◆ **TASK INSTRUCTIONS**: In the listing below, convert the stretch from the line containing "If you would be willing to indicate the striped" through the line containing "(1253, 799)" into a numbered list, omitting blank lines. Include only those lines.

◆ **DATASET RECORDS**:

——

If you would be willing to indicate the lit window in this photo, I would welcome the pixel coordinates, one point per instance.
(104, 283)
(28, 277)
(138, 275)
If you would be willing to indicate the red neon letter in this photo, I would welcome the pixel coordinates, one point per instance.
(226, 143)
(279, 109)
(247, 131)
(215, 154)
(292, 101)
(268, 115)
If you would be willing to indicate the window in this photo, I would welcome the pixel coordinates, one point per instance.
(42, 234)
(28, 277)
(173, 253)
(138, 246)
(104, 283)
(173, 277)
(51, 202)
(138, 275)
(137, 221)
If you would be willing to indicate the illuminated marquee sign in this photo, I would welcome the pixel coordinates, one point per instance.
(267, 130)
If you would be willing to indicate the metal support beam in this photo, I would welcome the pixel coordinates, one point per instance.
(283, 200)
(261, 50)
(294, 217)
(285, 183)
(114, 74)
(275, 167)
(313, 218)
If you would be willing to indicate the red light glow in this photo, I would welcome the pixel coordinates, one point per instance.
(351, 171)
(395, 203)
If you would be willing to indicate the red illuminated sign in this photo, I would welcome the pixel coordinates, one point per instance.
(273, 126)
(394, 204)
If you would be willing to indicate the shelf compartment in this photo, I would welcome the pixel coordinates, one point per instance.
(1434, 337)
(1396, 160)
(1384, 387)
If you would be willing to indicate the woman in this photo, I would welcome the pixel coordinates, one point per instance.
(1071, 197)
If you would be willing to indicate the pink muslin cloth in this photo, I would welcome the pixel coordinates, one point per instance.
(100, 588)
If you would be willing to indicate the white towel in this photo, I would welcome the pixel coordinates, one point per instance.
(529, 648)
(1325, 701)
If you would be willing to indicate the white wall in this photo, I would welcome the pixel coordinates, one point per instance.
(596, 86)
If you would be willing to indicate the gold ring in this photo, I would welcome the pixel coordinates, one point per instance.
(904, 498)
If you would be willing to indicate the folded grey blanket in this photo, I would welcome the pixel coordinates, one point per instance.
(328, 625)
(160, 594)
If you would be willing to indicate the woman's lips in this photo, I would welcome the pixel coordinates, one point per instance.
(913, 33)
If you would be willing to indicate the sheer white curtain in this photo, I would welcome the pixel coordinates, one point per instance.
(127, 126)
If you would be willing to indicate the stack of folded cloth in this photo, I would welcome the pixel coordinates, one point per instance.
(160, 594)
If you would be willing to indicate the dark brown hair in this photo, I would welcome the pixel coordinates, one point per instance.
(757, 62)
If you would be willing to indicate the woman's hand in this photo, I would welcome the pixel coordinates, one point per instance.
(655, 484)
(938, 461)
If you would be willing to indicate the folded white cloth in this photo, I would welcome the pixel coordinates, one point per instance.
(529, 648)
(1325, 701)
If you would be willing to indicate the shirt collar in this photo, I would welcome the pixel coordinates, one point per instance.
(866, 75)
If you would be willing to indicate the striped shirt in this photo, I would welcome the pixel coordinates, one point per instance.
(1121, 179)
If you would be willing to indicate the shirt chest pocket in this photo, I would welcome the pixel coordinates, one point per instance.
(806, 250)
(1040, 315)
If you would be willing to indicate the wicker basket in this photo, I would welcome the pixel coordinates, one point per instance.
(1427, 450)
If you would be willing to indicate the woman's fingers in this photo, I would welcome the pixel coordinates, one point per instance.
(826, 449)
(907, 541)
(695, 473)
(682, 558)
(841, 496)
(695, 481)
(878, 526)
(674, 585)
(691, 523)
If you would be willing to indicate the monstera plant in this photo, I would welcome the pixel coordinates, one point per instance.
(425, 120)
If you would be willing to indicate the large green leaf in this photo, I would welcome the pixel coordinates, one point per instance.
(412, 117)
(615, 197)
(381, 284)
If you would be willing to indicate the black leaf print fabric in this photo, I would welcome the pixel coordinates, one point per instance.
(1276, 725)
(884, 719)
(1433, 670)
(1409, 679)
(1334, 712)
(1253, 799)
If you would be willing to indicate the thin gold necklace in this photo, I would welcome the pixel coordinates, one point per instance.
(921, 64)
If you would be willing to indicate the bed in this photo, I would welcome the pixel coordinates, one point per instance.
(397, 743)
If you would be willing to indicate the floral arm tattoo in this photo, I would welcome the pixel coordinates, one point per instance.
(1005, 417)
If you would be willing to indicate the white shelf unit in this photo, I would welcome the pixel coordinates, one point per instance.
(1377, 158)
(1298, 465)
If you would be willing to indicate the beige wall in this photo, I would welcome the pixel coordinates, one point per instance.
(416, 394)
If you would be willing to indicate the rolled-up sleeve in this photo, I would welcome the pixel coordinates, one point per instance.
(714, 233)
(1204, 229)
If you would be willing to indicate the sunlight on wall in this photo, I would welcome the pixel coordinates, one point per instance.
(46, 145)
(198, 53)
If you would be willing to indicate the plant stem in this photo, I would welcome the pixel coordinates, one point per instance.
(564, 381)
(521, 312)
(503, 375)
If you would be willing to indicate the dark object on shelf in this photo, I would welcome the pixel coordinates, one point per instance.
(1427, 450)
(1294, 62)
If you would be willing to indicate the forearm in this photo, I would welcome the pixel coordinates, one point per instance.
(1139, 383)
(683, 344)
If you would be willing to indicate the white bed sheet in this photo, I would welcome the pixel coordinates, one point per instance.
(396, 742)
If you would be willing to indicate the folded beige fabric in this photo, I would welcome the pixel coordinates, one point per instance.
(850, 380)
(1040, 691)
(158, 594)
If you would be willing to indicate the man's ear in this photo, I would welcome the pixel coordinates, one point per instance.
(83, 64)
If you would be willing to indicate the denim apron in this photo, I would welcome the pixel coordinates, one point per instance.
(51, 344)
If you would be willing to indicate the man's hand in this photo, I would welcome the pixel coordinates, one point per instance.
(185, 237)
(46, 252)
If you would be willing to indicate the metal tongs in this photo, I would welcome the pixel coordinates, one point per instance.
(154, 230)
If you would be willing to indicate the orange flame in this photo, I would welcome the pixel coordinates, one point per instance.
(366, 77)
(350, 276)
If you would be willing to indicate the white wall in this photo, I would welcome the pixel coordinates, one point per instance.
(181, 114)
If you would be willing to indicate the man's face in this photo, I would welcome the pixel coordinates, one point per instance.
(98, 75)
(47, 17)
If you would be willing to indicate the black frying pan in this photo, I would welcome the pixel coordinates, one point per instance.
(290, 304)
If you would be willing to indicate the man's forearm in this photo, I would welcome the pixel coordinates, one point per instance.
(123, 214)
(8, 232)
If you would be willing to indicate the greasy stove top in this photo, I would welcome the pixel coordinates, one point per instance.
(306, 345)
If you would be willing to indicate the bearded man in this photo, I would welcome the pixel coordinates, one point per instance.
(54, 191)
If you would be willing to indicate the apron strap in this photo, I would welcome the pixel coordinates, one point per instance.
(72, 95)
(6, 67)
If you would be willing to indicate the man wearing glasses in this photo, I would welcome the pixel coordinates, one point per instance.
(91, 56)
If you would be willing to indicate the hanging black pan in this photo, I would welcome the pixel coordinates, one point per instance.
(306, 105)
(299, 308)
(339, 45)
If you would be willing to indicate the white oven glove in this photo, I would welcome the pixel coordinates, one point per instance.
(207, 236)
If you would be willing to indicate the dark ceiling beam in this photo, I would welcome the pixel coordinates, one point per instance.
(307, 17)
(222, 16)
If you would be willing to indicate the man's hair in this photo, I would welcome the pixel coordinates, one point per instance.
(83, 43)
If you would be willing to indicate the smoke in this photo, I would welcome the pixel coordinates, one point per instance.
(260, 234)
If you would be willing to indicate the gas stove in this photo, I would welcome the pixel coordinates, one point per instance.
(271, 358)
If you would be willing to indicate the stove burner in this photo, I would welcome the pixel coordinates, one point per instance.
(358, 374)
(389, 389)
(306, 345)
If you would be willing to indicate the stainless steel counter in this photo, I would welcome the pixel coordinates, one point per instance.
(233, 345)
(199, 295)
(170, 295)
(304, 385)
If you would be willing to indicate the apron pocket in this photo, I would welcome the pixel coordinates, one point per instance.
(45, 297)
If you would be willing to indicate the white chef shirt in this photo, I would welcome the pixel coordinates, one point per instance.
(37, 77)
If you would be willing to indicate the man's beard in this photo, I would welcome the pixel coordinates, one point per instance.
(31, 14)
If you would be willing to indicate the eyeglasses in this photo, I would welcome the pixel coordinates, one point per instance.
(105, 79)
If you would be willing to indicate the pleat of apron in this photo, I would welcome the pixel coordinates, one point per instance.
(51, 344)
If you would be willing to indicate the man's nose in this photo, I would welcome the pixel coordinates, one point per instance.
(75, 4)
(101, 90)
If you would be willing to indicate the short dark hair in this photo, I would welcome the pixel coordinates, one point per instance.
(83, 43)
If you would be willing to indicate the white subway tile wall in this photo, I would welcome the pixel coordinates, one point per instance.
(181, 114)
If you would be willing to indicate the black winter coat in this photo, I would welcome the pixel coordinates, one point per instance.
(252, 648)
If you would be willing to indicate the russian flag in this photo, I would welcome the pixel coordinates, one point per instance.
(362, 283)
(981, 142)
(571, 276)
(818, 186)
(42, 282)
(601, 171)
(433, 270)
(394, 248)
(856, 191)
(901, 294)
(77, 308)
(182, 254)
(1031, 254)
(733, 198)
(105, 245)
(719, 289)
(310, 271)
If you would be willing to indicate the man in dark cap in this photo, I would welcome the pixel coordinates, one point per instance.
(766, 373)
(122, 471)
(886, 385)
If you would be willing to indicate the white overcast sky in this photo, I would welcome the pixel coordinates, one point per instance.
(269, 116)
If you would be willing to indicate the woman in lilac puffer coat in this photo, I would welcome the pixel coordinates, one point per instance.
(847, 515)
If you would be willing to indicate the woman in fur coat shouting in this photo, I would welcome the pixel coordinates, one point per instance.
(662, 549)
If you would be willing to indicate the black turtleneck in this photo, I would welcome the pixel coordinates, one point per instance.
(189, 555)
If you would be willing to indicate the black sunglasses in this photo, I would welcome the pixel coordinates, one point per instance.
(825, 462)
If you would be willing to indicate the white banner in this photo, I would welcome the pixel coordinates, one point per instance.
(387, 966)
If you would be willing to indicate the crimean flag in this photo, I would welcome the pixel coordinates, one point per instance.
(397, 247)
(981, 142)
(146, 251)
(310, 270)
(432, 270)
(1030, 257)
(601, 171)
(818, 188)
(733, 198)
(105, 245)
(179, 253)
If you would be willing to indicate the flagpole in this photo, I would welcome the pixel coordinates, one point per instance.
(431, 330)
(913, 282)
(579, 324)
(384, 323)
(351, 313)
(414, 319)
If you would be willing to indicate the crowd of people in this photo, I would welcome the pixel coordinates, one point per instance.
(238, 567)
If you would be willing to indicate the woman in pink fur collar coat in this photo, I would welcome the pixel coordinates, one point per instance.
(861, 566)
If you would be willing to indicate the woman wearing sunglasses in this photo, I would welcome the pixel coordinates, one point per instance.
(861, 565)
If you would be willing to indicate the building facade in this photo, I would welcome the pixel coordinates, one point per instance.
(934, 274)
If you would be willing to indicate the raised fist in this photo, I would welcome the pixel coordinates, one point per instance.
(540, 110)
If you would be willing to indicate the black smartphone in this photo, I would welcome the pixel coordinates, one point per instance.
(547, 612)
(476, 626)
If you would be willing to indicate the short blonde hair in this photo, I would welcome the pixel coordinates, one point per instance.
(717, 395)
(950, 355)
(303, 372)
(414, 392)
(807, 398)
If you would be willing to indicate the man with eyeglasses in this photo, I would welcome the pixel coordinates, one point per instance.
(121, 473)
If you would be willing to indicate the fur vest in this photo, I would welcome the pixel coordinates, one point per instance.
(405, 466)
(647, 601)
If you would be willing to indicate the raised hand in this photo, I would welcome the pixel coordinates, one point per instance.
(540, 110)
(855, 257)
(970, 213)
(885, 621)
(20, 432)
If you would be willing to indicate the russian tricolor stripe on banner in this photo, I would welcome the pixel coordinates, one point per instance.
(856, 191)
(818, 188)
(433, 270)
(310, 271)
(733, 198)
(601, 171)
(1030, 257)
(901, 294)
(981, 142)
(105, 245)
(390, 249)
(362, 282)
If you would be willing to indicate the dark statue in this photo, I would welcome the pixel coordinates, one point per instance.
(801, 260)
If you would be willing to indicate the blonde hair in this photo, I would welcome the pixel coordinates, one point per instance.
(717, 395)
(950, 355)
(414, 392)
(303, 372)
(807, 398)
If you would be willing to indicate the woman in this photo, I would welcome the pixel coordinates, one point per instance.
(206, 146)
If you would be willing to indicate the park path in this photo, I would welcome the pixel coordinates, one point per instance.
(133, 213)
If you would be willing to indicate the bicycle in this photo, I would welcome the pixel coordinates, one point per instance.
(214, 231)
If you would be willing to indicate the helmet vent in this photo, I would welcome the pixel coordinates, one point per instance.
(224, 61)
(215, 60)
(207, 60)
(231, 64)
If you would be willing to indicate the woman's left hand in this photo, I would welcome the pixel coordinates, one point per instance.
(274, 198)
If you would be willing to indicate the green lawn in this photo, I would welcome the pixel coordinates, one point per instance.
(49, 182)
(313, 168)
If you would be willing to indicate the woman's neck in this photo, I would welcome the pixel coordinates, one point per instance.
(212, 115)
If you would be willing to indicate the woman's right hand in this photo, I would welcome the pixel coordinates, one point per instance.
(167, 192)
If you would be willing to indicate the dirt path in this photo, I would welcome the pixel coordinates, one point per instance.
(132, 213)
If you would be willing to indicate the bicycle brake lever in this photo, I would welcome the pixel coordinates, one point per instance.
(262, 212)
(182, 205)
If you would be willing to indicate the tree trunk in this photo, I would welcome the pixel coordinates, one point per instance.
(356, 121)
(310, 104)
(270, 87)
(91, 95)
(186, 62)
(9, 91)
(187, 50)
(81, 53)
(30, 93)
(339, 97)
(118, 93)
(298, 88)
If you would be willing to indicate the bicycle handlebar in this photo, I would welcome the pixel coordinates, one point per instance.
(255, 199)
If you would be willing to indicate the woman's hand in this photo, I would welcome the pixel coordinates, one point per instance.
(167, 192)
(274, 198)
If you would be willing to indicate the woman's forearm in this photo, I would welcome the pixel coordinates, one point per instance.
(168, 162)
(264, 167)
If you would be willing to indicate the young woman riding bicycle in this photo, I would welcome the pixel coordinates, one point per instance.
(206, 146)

——

◆ **RESPONSE**:
1. If you would be willing to indicate the striped shirt in this photo, I would welcome the pixel coordinates, one point per instance.
2. (1121, 179)
3. If you would be willing to indicate the shirt chest pocket in this photo, I would welcome the pixel coordinates, one point per instance.
4. (806, 250)
5. (1040, 315)
6. If you would be willing to indicate the wicker basket in this photo, I would welcome the pixel coordinates, one point per instance.
7. (1427, 450)
8. If you would be willing to indicate the woman's fingers in this photo, I would welcome the pixel coordinates, one point per instance.
9. (826, 449)
10. (907, 541)
11. (695, 473)
12. (682, 558)
13. (841, 496)
14. (695, 481)
15. (878, 526)
16. (674, 585)
17. (691, 523)
18. If you would be willing to indicate the monstera plant in this photo, I would welcome the pixel coordinates, one point per instance.
19. (425, 120)
20. If you would be willing to indicate the large green leaf in this photo, I would welcome the pixel coordinates, one point per instance.
21. (412, 117)
22. (615, 197)
23. (381, 284)
24. If you would be willing to indicate the black leaf print fabric in this photo, I would welcome the pixel coordinates, one point per instance.
25. (1276, 725)
26. (884, 719)
27. (1433, 670)
28. (1409, 679)
29. (1334, 712)
30. (1253, 799)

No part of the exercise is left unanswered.